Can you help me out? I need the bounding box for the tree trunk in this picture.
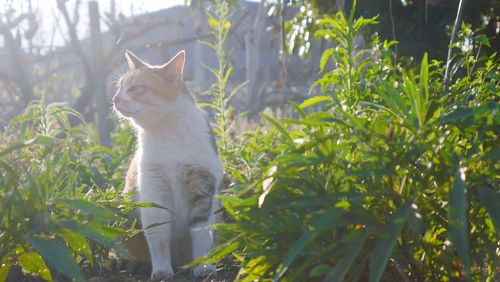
[87,1,111,147]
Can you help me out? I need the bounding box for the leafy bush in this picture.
[0,102,137,281]
[211,3,500,281]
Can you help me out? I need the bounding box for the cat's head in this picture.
[113,50,186,128]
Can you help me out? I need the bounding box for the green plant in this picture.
[0,101,138,281]
[212,1,500,281]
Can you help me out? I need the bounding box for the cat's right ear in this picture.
[125,49,146,69]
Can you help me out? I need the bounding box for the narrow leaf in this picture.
[57,199,115,219]
[448,169,471,280]
[370,202,411,282]
[273,209,343,281]
[477,187,500,233]
[19,251,52,281]
[299,96,333,110]
[26,236,84,281]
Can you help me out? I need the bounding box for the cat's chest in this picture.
[142,129,218,167]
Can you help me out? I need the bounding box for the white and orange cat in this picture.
[113,51,223,281]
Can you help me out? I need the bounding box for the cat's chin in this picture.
[115,106,139,118]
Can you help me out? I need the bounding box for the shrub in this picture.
[0,102,137,281]
[211,3,500,281]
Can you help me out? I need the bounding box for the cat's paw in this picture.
[192,264,217,277]
[151,267,174,281]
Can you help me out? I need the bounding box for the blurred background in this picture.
[0,0,500,142]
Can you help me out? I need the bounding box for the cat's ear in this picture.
[125,50,146,69]
[160,50,186,78]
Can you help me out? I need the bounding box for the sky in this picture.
[0,0,185,47]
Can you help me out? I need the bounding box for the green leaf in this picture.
[60,228,92,262]
[299,96,333,110]
[370,202,411,282]
[417,53,429,126]
[56,199,115,220]
[309,263,332,277]
[477,186,500,233]
[26,236,85,281]
[436,103,500,124]
[448,168,471,280]
[273,208,344,281]
[56,220,129,256]
[19,251,52,281]
[319,48,334,73]
[0,262,12,281]
[323,233,368,282]
[260,113,295,147]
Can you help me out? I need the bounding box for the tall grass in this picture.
[0,101,139,281]
[212,2,500,281]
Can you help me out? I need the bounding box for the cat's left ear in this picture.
[160,50,186,78]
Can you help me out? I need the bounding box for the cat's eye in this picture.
[127,85,143,93]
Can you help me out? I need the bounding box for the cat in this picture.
[113,50,223,281]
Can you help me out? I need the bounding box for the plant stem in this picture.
[443,0,465,91]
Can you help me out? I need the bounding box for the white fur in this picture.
[128,93,222,280]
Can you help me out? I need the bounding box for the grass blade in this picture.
[370,202,411,282]
[323,231,368,282]
[478,187,500,233]
[273,209,344,281]
[448,169,471,280]
[26,236,85,281]
[19,251,52,281]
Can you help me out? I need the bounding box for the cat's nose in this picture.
[113,94,121,105]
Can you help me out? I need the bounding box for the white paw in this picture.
[192,264,217,277]
[151,266,174,281]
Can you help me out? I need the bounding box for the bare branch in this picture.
[56,0,92,79]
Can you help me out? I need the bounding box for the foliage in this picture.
[211,1,500,281]
[0,102,138,281]
[284,0,500,60]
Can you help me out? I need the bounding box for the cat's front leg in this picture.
[183,166,216,277]
[139,169,174,281]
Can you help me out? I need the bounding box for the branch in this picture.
[0,13,34,33]
[443,0,465,91]
[104,19,172,64]
[56,0,92,79]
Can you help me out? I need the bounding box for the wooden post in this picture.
[89,0,111,147]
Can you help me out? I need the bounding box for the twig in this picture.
[389,0,398,60]
[443,0,465,91]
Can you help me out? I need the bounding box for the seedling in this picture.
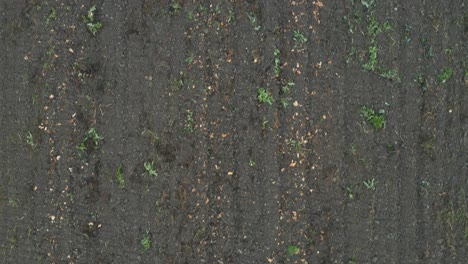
[363,179,377,191]
[306,228,317,245]
[289,139,302,151]
[169,1,182,16]
[273,49,283,77]
[262,117,270,129]
[345,187,354,200]
[227,9,237,24]
[281,81,296,94]
[85,127,104,146]
[26,131,36,148]
[414,74,427,91]
[257,87,275,105]
[437,67,453,83]
[83,6,102,36]
[293,30,307,48]
[288,245,300,256]
[280,98,291,108]
[185,52,195,64]
[247,12,261,31]
[115,164,125,189]
[140,230,151,253]
[76,142,86,152]
[361,105,385,129]
[350,144,357,156]
[184,110,195,133]
[46,7,57,26]
[76,127,104,152]
[380,69,401,83]
[144,161,158,177]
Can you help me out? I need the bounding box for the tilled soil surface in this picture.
[0,0,468,264]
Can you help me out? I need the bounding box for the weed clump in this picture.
[360,105,385,129]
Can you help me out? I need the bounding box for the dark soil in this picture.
[0,0,468,264]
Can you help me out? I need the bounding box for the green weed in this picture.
[26,131,36,148]
[184,110,195,133]
[280,98,291,108]
[293,30,307,48]
[76,127,104,152]
[281,81,296,94]
[247,12,262,31]
[288,245,300,256]
[262,117,270,130]
[273,49,283,77]
[345,187,354,200]
[115,164,125,189]
[363,179,377,191]
[140,230,152,253]
[85,127,104,146]
[288,139,302,151]
[361,105,385,129]
[169,1,182,16]
[306,228,317,245]
[437,67,453,83]
[227,8,237,24]
[143,161,158,177]
[46,7,57,26]
[257,87,275,105]
[414,74,427,91]
[185,52,195,64]
[82,6,102,36]
[380,69,401,83]
[403,24,413,44]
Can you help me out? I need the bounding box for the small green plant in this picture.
[414,74,427,91]
[115,164,125,189]
[184,110,195,133]
[76,127,104,152]
[349,144,357,156]
[280,98,291,108]
[76,142,86,152]
[247,12,262,31]
[288,245,300,256]
[262,117,270,130]
[306,228,317,245]
[144,161,158,177]
[83,6,102,36]
[363,178,377,191]
[345,187,354,200]
[293,30,307,48]
[85,127,104,146]
[289,139,302,151]
[46,7,57,26]
[380,69,401,83]
[437,67,453,83]
[361,105,385,129]
[185,52,195,64]
[384,21,392,30]
[140,230,152,253]
[257,87,275,105]
[26,131,36,148]
[281,81,296,94]
[169,1,182,15]
[273,49,283,77]
[227,8,237,24]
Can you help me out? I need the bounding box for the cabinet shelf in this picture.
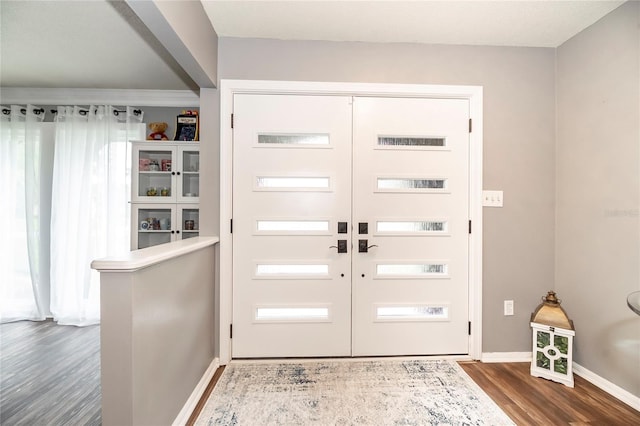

============================================================

== The request ==
Gather every line of the items above that contains the word "branch" and list those lines.

== Answer to this task ==
Can you help me out? I need the bounding box for the bare branch in this picture.
Can you help me out? I need the bounding box for the branch in this picture.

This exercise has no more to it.